(Photo-based referring expression data)
============
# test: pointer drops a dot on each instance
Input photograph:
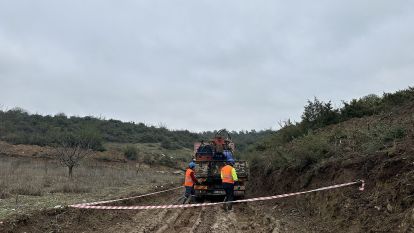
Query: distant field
(29, 183)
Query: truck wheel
(199, 199)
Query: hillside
(377, 147)
(17, 126)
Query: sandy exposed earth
(245, 217)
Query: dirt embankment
(386, 205)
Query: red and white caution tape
(94, 205)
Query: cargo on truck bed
(210, 157)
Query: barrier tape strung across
(93, 205)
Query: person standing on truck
(228, 178)
(189, 182)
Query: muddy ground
(252, 217)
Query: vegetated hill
(17, 126)
(371, 138)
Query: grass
(28, 184)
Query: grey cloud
(200, 65)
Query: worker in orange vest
(189, 182)
(228, 178)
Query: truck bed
(211, 169)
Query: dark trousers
(189, 190)
(229, 189)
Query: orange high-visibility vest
(188, 181)
(226, 174)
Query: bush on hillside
(131, 152)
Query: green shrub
(131, 152)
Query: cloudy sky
(200, 65)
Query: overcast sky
(200, 65)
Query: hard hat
(191, 165)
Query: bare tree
(71, 150)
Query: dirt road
(251, 217)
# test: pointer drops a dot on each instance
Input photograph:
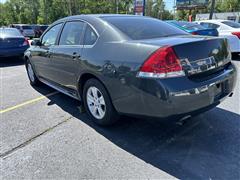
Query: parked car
(12, 43)
(194, 28)
(43, 28)
(227, 29)
(123, 64)
(36, 29)
(26, 30)
(39, 29)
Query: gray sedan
(123, 64)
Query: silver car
(25, 29)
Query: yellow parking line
(27, 102)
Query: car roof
(97, 16)
(212, 20)
(7, 28)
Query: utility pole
(212, 9)
(116, 6)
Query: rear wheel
(98, 103)
(31, 74)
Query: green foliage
(156, 8)
(221, 6)
(48, 11)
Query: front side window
(90, 36)
(9, 33)
(72, 33)
(50, 37)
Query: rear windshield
(188, 25)
(138, 28)
(26, 27)
(232, 24)
(9, 33)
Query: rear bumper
(13, 51)
(177, 96)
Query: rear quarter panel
(116, 65)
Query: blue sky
(169, 4)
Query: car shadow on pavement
(205, 147)
(11, 61)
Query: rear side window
(90, 36)
(9, 33)
(72, 33)
(231, 24)
(27, 27)
(138, 28)
(50, 37)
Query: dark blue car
(194, 28)
(12, 43)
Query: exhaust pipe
(183, 120)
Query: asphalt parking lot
(44, 136)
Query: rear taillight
(26, 42)
(236, 34)
(163, 63)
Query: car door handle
(75, 56)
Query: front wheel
(31, 74)
(98, 103)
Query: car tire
(31, 74)
(98, 104)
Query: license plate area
(221, 89)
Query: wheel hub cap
(96, 103)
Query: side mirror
(36, 42)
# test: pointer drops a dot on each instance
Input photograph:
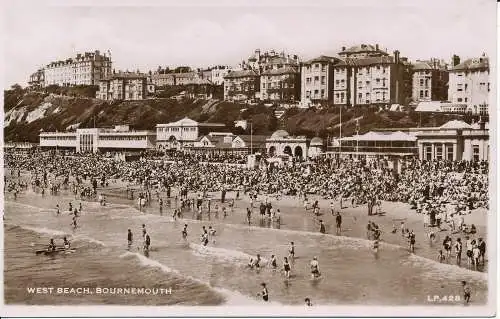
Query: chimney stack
(396, 57)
============
AIM OF THE TASK:
With the pictures removed, return the data above word for word.

WRITTEN SOLUTION:
# test: pointer drops a dot on each instance
Input photograph:
Query: distant field
(29, 183)
Query: truck wheel
(199, 199)
Query: hillside
(377, 147)
(17, 126)
Query: sandy exposed earth
(245, 217)
Query: dirt embankment
(386, 205)
Query: red and white caution tape
(94, 205)
Query: cargo on truck bed
(210, 157)
Query: barrier tape strung across
(93, 205)
Query: person standing on truck
(228, 178)
(189, 182)
Query: muddy ground
(252, 217)
Query: vegetated hill
(17, 126)
(371, 138)
Query: grass
(28, 184)
Query: grey cloud
(200, 65)
Query: worker in orange vest
(189, 182)
(228, 178)
Query: truck bed
(211, 169)
Query: dark trousers
(189, 190)
(229, 189)
Query: orange high-visibility vest
(188, 181)
(226, 174)
Query: bush on hillside
(131, 152)
Query: green shrub
(131, 152)
Query: cloudy sky
(200, 65)
Query: overcast sky
(200, 65)
Query: hard hat
(191, 165)
Query: bare tree
(71, 150)
Query: dirt road
(251, 217)
# test: pointer drops a dot on each instance
Input photograph:
Query: parked car
(12, 43)
(194, 28)
(43, 28)
(227, 29)
(123, 64)
(36, 29)
(26, 30)
(39, 29)
Query: gray sedan
(123, 64)
Query: silver car
(25, 29)
Query: yellow parking line
(27, 102)
Query: car roof
(97, 16)
(212, 20)
(7, 28)
Query: utility pole
(212, 9)
(116, 6)
Query: rear wheel
(98, 103)
(31, 74)
Query: green foliage
(156, 8)
(221, 6)
(48, 11)
Query: front side window
(90, 36)
(9, 33)
(72, 33)
(50, 37)
Query: rear windshield
(188, 25)
(138, 28)
(26, 27)
(232, 24)
(9, 33)
Query: rear bumper
(13, 51)
(177, 96)
Query: rear quarter panel
(116, 65)
Query: blue sky
(169, 4)
Query: car shadow on pavement
(205, 147)
(11, 61)
Query: rear side window
(90, 36)
(9, 33)
(72, 33)
(231, 24)
(27, 27)
(138, 28)
(50, 37)
Query: dark blue car
(194, 28)
(12, 43)
Query: exhaust pipe
(183, 120)
Query: asphalt parking lot
(44, 136)
Query: rear taillight
(26, 42)
(236, 34)
(163, 63)
Query: car door handle
(75, 56)
Query: front wheel
(31, 74)
(98, 103)
Query: car tire
(31, 74)
(98, 104)
Query: license plate area
(221, 89)
Query: wheel hub cap
(96, 103)
Query: side mirror
(36, 42)
# test: pointer drops a dot on each instance
Input photograph:
Query: chimney stack
(396, 57)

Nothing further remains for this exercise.